SOURCE PASSAGE:
══════════════════════════════

CS 6241: Numerics for Data Science
Kernel Selection
Regularization in kernel methods
Last time, we discussed kernel methods for interpolation: given \(f_X\), we seek an approximation \(\hat{f}_X\) such that \(\hat{f}_X = f_X\). However, the kernel matrix \(K_{XX}\) is sometimes very nearly ill-conditioned, particularly when the underlying kernel is smooth (e.g. a squared exponential kernel). This near-singularity means that when \(f\) is not smooth enough to lie in the native space \(\mathcal{H}\) for the kernel, or when our measurements are contaminated with some error, kernel interpolation schemes may not give accurate results. And even when \(f\) is in the appropriate native space and we are able to evaluate \(f\) exactly, this lack of stability may cause problems because of the influence of rounding errors.
We deal with the problem of instability in kernel methods the same way we deal with instability in other fitting problems: we regularize. There are many ways that we might choose to regularize, but we will focus on the common Tikhonov regularization approach. As always in kernel methods, there are multiple stories for the same method; we will tell two of them.
Feature space and kernel ridge regression
Recall the feature space version of kernel interpolation: write \[\hat{f}(x) = \psi(x)^T c\] where \(c\) is determined by the problem \[\mbox{minimize } \|c\|^2 \mbox{ s.t.~} \Psi^T c = f_X\] with \(\Psi\) the matrix whose columns are feature vectors at the data points in \(X\). Kernel ridge regression instead solves the unconstrained minimization problem \[\mbox{minimize } \lambda \|c_{\lambda}\|^2 + \|\Psi^T c_{\lambda} - f_X\|^2\] That is, rather than enforcing the interpolation constraints, we minimize a combination of a regularity term (the norm of \(c_{\lambda}\)) and a data fidelity term. As the weight \(\lambda\) goes to zero, we recover kernel interpolation. For nonzero \(\lambda\), we solve the critical point equations \[\lambda c_{\lambda} + \Psi (\Psi^T c_{\lambda} - f_x) = 0,\] which we may rewrite using \(r = \Psi^T c_\lambda -f_X\) as \[\begin{bmatrix} \lambda I & \Psi \\ \Psi^T & -I \end{bmatrix} \begin{bmatrix} c_\lambda \\ r \end{bmatrix} = \begin{bmatrix} 0 \\ f_X \end{bmatrix}.\] Eliminating \(c_{\lambda}\) gives the equation \[-(I+\lambda^{-1} \Psi^T \Psi) r = f_X,\] and back-subsittution yields \[\lambda c_{\lambda} = \Psi (I+\lambda^{-1} \Psi^T \Psi)^{-1} f_X.\] Dividing both sides by \(\lambda\), we have \[\hat{f}_{\lambda}(x) = \psi(x)^T c_{\lambda} = \psi(x)^T \Psi (\Psi^T \Psi + \lambda I)^{-1} f_X,\] and applying the kernel trick gives \[\hat{f}_{\lambda}(x) = k_{xX} (K_{XX} + \lambda I)^{-1} f_X.\]
As with kernel interpolation, the story of kernel ridge regression can be told without reference to a particular basis or feature map. Observe as before that \(\Psi^T c_{\lambda} = \hat{f}_{\lambda,X}\) and that \(\|c_{\lambda}\| = \|\hat{f}\|_{\mathcal{H}}^2\) for an appropriate reproducing kernel Hilbert space. The kernel ridge regression problem is therefore \[\mbox{minimize } \lambda \|\hat{f}\|_{\mathcal{H}}^2 + \|\hat{f}_X -f_X\|^2 \mbox{ over } \hat{f} \in \mathcal{H}.\]
GPs with noise
The interpretation of Tikhonov regularization for Gaussian processes is straightforward. Suppose that \(f\) is drawn from a GP with mean zero and covariance kernel \(K\), and we wish to compute a marginal distribution conditioned on knowing \(y = f_X + u\) where \(u\) is a vector of independent Gaussian random variables with zero mean and variance \(\sigma^2\). Then the posterior distribution for \(f\) conditioned on the data is a GP with mean and covariance \[\begin{aligned} \hat{\mu}(x) &= k_{xX} \tilde{K}^{-1} f_X, & \hat{k}(x,x') &= k(x,x') - k_{xX} \tilde{K}^{-1} k_{Xx'} \end{aligned}\] where \(\tilde{K} = K + \sigma^2 I\). The derivation comes from looking at the multivariate Gaussian distribution of the data (\(y\)) together with function values at locations of interest.

══════════════════════════════

TASK TO CARRY OUT:
Reproduce the kernel selection notes starting at "We deal with the" and ending at "two of them.", changing "Tikhonov" to "ridge".

DATA SEGMENT:
══════════════════════════════

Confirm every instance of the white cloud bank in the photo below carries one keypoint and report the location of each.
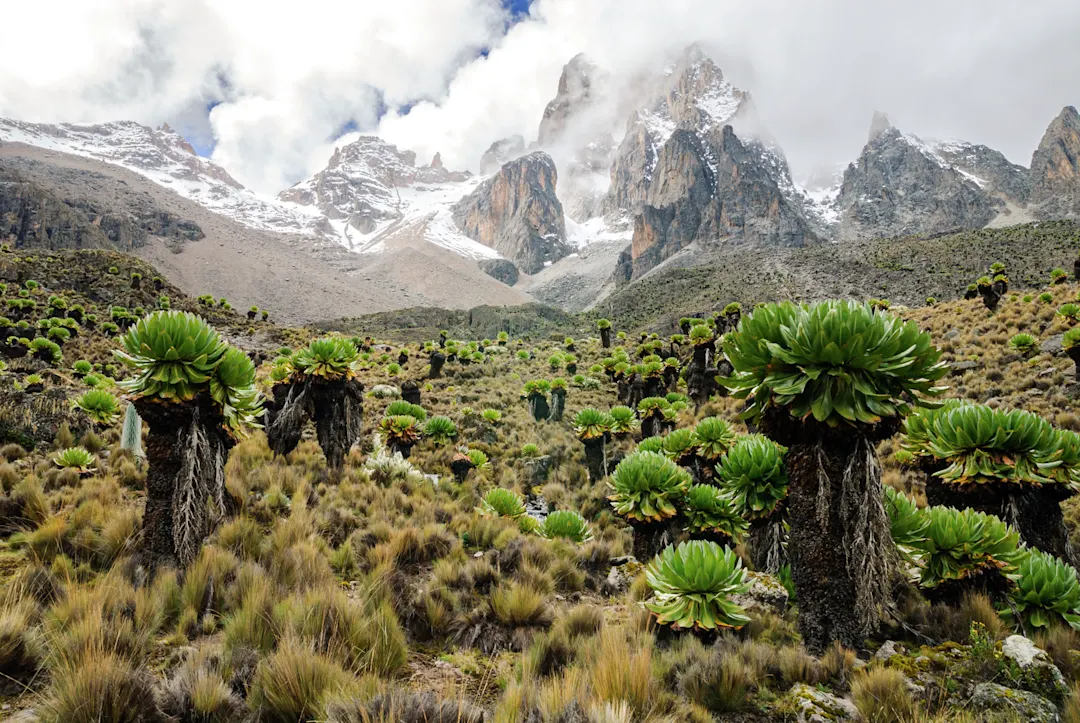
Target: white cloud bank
(288, 76)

══════════════════════════════

FULL ANSWER:
We deal with the problem of instability in kernel methods the same way we deal with instability in other fitting problems: we regularize. There are many ways that we might choose to regularize, but we will focus on the common ridge regularization approach. As always in kernel methods, there are multiple stories for the same method; we will tell two of them.